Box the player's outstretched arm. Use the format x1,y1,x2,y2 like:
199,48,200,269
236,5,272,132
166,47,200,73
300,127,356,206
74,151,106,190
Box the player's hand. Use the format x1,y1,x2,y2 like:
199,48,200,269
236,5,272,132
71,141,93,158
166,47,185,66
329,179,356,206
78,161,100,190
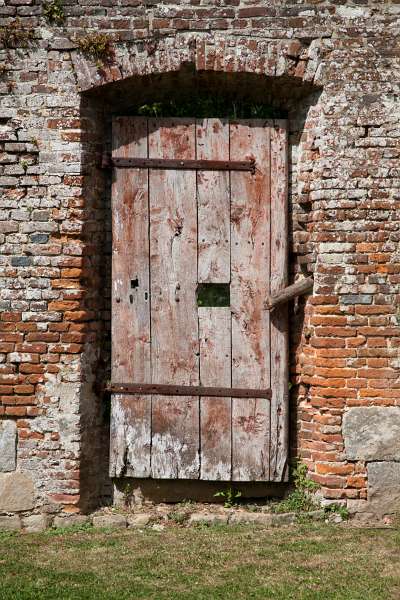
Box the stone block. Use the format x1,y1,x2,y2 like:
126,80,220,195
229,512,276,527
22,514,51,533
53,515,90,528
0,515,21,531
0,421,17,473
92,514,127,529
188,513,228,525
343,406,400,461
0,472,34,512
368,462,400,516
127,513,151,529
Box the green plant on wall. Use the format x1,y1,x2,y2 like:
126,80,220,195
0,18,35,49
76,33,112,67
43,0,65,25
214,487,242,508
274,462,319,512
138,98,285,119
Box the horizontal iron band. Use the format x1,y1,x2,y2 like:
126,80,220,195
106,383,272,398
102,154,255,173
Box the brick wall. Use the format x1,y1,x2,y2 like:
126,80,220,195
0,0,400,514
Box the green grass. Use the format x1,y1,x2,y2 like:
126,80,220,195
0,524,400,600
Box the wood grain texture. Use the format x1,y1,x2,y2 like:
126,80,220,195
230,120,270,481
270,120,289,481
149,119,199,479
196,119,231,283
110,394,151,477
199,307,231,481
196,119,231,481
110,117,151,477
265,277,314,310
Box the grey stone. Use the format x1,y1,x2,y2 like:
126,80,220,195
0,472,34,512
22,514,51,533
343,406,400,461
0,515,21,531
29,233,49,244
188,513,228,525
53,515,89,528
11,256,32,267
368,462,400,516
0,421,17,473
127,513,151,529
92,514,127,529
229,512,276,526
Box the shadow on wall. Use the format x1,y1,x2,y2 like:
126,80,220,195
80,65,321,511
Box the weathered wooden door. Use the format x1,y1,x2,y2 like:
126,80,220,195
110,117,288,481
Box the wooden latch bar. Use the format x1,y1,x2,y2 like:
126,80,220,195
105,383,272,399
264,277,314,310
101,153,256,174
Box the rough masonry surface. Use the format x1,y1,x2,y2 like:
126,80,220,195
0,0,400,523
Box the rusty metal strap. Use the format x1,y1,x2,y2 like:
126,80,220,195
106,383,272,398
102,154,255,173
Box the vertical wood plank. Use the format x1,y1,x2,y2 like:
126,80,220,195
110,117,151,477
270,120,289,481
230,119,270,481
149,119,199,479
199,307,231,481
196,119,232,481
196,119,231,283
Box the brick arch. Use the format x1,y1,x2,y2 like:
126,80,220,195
==
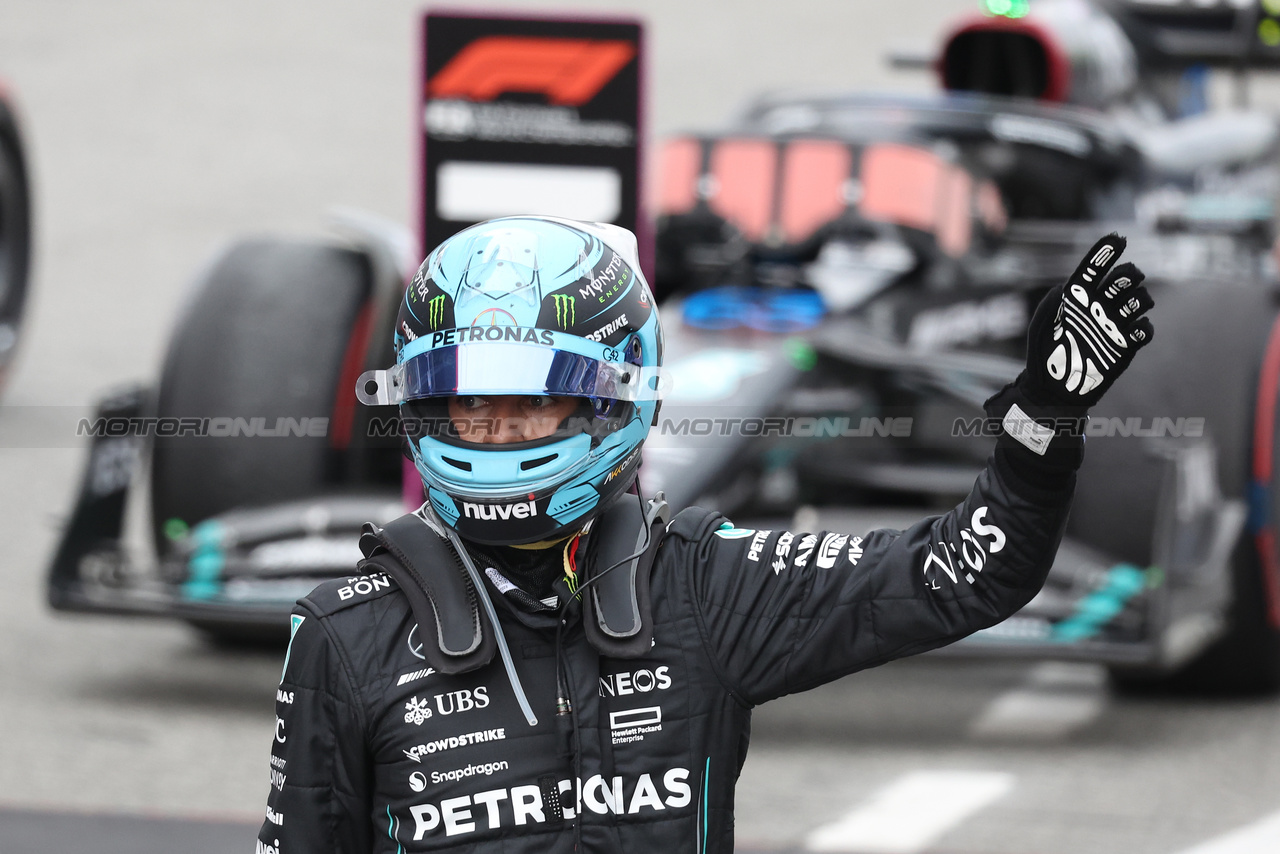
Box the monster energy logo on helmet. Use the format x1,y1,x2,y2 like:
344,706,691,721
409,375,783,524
---
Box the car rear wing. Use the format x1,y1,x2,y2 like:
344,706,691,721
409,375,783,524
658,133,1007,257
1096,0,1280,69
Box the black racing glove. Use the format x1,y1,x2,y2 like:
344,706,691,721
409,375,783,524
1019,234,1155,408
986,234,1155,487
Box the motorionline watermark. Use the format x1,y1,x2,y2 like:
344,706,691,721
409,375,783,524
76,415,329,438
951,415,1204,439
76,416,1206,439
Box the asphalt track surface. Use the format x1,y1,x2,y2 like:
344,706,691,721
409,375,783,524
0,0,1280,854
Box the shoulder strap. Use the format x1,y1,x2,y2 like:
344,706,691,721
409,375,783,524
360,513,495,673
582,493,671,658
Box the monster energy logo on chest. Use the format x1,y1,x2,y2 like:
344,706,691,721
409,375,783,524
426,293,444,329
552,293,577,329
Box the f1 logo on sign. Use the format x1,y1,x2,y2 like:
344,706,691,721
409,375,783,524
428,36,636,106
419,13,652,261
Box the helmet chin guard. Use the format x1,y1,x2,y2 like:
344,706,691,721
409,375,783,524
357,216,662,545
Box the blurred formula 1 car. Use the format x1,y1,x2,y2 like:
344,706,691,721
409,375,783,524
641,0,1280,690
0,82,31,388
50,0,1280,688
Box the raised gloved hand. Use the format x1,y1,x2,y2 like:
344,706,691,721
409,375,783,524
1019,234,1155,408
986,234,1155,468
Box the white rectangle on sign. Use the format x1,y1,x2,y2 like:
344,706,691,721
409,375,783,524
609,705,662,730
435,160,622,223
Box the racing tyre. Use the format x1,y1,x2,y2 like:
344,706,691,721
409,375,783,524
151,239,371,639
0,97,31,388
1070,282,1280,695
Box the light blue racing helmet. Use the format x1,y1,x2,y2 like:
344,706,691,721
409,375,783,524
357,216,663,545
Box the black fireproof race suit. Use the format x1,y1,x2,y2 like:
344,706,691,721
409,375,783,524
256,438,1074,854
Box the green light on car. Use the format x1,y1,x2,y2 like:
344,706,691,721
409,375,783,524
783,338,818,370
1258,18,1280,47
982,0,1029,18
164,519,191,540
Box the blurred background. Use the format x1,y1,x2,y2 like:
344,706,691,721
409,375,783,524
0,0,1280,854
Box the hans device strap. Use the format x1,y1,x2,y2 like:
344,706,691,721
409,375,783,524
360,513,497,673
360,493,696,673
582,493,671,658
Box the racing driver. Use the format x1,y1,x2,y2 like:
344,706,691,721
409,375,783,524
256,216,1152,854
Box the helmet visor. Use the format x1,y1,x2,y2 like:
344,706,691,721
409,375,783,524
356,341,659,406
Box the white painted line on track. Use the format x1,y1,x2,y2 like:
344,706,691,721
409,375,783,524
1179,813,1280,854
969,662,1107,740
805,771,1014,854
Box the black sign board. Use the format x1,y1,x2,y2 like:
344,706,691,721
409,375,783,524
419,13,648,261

*The task*
Turn the records above into a JSON list of strings, one string per line, starting with the line containing "Box the shadow" and going on through the line containing "110,117,288,481". Skip any blank lines.

*Solution below*
[
  "Box the shadow on wall. Use the format x1,y1,x2,y2 like:",
  "126,80,220,195",
  "80,65,321,511",
  "Box the weathered wooden door. Use the format x1,y1,x2,y2 like:",
  "126,80,220,195",
  "110,117,288,481"
]